ASSIGNMENT
The entries that follow include a run beginning at the line with "Target: railway track" and ending at the line with "[locate] window (give"; restate that run word for word and leave the rest out.

Saved entries

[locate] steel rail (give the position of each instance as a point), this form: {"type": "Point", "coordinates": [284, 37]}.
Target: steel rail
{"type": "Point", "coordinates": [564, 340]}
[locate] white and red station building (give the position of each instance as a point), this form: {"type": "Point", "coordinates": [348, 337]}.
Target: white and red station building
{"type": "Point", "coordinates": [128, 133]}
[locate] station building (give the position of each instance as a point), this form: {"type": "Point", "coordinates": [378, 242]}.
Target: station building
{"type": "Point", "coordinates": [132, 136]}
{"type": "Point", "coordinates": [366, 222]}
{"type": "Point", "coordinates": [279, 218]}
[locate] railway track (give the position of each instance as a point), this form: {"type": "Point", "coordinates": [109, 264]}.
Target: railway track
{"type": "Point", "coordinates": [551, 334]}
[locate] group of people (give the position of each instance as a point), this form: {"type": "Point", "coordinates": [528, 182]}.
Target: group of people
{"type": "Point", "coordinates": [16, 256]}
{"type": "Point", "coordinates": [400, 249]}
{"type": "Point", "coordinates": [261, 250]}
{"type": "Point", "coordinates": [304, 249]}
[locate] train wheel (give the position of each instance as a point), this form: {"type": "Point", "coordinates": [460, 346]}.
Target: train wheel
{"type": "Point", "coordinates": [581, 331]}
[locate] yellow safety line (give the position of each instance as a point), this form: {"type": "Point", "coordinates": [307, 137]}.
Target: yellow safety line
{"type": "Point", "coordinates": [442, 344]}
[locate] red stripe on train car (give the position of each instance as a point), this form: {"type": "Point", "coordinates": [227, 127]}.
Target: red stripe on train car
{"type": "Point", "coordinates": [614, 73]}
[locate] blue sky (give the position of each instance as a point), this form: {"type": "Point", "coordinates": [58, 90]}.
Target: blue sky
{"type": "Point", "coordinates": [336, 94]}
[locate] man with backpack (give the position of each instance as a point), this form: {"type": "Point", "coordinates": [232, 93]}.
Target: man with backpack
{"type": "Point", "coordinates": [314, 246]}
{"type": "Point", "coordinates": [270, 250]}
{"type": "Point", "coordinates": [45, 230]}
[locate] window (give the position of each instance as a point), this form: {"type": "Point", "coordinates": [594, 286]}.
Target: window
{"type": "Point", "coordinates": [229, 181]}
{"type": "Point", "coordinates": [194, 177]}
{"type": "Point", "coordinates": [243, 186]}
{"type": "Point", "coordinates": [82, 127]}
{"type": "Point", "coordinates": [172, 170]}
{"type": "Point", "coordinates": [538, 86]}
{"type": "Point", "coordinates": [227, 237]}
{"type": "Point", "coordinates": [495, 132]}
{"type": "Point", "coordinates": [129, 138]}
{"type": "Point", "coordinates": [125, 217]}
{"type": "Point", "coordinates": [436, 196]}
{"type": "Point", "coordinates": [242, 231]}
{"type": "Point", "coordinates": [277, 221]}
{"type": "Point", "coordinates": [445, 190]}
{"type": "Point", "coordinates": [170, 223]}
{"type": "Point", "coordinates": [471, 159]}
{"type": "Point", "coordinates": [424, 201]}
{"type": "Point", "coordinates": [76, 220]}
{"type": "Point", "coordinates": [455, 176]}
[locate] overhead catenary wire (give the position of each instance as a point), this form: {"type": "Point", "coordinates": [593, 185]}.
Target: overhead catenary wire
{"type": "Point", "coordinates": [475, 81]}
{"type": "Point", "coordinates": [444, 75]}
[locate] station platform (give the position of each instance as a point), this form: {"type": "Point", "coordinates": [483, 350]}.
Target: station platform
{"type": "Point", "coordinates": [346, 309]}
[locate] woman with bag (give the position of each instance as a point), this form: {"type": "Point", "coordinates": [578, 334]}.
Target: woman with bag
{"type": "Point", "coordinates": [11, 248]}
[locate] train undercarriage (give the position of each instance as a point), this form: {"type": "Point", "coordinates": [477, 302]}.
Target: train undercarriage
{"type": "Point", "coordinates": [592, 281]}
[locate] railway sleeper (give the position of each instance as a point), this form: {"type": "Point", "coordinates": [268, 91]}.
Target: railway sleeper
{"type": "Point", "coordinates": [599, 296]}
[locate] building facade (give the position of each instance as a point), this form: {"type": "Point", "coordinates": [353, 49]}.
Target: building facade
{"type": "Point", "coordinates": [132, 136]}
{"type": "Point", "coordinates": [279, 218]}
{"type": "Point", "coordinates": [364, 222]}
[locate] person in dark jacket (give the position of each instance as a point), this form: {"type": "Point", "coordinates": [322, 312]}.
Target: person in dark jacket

SOLUTION FOR THIS EXERCISE
Target: railway track
{"type": "Point", "coordinates": [551, 334]}
[locate] group of people (give the position of each instance as a point), this form: {"type": "Point", "coordinates": [528, 182]}.
Target: group of people
{"type": "Point", "coordinates": [16, 256]}
{"type": "Point", "coordinates": [400, 249]}
{"type": "Point", "coordinates": [261, 250]}
{"type": "Point", "coordinates": [304, 249]}
[locate] train wheel (give the position of each instance as a point), this form: {"type": "Point", "coordinates": [460, 346]}.
Target: train wheel
{"type": "Point", "coordinates": [581, 331]}
[locate] yellow safety line (give the position of each instance as a point), this form: {"type": "Point", "coordinates": [307, 137]}.
Target: yellow safety line
{"type": "Point", "coordinates": [442, 344]}
[locate] red stripe on train car (give the position of each instance as a point), this form: {"type": "Point", "coordinates": [227, 127]}.
Target: red stripe on train car
{"type": "Point", "coordinates": [614, 73]}
[locate] blue sky (give the position of each instance as a point), this form: {"type": "Point", "coordinates": [58, 90]}.
Target: blue sky
{"type": "Point", "coordinates": [336, 94]}
[locate] man with backpack (give the position of each instance as a point), this form: {"type": "Point", "coordinates": [232, 93]}.
Target: man with backpack
{"type": "Point", "coordinates": [314, 246]}
{"type": "Point", "coordinates": [270, 250]}
{"type": "Point", "coordinates": [45, 230]}
[locate] window (give the position of each instance as a point), this form: {"type": "Point", "coordinates": [594, 286]}.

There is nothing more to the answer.